THE EXERCISE - Starting at the line containing "Where can the rooftop" and stopping after the line containing "point(203, 169)", substitute "limestone facade" for "white stone facade" in the material. Return only those lines, with everything else unchanged.

Data listing:
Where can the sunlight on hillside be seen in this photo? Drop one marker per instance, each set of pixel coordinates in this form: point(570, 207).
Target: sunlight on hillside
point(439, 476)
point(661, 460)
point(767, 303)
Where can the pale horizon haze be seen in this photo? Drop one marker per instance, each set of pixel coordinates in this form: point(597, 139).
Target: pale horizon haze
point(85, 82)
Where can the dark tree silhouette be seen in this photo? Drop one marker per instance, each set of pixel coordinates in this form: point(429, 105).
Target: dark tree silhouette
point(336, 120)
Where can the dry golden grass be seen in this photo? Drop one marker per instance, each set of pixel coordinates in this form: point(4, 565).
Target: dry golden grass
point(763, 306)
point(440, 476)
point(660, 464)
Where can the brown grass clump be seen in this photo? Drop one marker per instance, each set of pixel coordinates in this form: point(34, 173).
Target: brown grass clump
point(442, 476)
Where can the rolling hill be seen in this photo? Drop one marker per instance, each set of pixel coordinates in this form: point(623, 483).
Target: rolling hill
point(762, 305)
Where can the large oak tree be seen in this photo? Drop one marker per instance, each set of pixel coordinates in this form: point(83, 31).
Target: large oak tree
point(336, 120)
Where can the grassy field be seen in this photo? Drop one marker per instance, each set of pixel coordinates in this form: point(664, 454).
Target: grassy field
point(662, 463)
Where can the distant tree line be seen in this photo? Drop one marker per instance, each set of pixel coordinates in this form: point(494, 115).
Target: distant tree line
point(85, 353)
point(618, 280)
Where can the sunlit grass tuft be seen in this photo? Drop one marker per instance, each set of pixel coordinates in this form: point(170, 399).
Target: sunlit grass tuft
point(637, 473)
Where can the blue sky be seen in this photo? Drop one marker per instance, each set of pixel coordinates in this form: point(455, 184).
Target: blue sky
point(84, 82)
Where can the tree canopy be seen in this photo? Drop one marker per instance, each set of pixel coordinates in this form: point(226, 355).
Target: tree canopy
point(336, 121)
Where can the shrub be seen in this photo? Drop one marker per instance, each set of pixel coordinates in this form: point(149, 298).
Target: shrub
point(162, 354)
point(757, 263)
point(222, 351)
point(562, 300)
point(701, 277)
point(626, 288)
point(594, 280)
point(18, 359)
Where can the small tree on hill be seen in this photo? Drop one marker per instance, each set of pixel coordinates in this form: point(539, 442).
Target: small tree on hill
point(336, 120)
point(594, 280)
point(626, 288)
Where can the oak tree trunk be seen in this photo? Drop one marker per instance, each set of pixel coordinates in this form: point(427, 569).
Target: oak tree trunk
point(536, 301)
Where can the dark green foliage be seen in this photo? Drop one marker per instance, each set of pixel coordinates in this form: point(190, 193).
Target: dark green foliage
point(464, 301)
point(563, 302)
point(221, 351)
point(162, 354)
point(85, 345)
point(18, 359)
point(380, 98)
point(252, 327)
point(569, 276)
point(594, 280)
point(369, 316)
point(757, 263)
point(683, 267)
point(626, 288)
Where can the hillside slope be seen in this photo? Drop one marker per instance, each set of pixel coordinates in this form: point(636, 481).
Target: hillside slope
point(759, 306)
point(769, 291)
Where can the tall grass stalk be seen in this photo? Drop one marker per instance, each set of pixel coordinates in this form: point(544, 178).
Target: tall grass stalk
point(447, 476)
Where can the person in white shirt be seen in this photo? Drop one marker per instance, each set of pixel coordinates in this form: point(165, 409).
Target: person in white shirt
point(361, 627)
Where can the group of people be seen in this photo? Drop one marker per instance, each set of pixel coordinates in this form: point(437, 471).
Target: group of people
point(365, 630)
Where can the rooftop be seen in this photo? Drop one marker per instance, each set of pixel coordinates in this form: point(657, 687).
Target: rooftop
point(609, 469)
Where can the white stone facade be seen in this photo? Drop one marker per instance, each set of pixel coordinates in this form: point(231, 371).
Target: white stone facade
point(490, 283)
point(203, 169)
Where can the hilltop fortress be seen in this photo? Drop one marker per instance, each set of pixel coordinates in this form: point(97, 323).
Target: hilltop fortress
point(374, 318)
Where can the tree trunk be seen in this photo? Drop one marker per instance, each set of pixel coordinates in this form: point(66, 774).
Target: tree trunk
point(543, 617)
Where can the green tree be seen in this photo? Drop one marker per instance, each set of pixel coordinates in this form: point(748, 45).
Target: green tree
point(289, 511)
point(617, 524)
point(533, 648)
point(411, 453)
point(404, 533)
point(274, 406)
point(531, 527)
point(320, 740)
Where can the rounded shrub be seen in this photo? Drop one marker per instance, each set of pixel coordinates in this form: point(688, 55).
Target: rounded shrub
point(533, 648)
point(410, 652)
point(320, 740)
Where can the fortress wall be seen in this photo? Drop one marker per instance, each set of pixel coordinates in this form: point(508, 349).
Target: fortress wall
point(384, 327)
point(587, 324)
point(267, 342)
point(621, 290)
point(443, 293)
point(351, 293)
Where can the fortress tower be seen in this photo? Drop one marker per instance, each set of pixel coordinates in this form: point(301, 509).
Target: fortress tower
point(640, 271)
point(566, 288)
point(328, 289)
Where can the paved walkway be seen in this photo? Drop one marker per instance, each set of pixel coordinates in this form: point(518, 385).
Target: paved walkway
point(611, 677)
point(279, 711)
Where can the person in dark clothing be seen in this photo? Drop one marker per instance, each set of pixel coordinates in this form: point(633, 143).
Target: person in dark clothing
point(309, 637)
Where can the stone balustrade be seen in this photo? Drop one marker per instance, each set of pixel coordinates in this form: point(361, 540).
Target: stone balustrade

ANSWER -
Where can the rooftop be seen in this photo? Drop one marker per instance, each set of pixel coordinates in this form: point(657, 687).
Target: rooftop
point(609, 469)
Where can the limestone facade be seen in this photo? Drop one marker per instance, each set of pixel coordinates in this form: point(231, 371).
Target: limestone facade
point(490, 283)
point(203, 169)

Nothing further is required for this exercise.